─── EXERCISE DATA

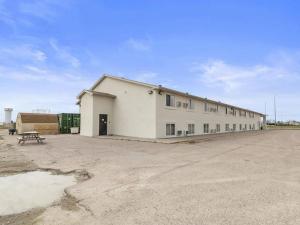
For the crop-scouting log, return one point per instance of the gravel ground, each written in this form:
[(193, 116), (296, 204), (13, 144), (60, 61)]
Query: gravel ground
[(242, 179)]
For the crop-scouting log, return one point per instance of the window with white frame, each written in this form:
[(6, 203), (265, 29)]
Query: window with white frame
[(170, 100), (227, 127), (205, 107), (206, 128), (191, 104), (191, 128), (218, 128), (170, 129)]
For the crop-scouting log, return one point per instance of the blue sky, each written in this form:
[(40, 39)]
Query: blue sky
[(239, 52)]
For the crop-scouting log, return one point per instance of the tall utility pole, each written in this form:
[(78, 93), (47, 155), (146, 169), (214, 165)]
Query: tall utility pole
[(275, 111)]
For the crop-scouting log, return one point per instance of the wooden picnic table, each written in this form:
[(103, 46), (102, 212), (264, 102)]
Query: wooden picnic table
[(29, 136)]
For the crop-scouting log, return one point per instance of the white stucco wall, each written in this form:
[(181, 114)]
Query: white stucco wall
[(86, 115), (183, 116), (133, 110), (102, 105)]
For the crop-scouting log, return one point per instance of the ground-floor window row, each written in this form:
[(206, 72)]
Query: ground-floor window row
[(207, 128)]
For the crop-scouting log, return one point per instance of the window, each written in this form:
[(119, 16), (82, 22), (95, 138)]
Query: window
[(191, 128), (205, 107), (191, 104), (206, 128), (227, 127), (170, 129), (218, 128), (170, 100)]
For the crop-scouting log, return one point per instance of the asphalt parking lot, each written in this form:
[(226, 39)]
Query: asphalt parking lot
[(247, 179)]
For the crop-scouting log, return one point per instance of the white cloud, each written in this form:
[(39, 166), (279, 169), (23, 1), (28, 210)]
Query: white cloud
[(42, 9), (139, 45), (63, 54), (35, 74), (146, 77), (231, 77), (25, 52)]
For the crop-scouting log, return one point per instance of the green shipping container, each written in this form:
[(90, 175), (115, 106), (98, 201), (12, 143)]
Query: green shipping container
[(68, 120)]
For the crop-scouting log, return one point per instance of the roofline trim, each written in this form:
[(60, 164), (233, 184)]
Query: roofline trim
[(159, 87), (204, 99)]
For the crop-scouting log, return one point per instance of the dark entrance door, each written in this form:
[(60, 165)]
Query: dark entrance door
[(103, 124)]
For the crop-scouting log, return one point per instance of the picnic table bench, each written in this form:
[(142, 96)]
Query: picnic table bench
[(29, 136)]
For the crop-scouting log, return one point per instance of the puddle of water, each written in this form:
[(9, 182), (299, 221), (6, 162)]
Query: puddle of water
[(22, 192)]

──────

--- OBJECTIVE ---
In the material, take the lines between the one holding "the window with" and the one holding "[(239, 52)]", inclusive, and substitute "clear sky" for each "blue sky". Return only those lines, with nothing else changed.

--- COMPLETE OUTPUT ---
For the crop-scouting log, return one point per instance of the window with white frame, each written in this form:
[(6, 203), (265, 29)]
Query: window with white frame
[(170, 100), (227, 127), (205, 107), (206, 128), (191, 104), (191, 128), (218, 128), (170, 129)]
For the crop-scouting log, return one point per instance of the clear sky, each written in this form:
[(40, 39)]
Query: clear sky
[(239, 52)]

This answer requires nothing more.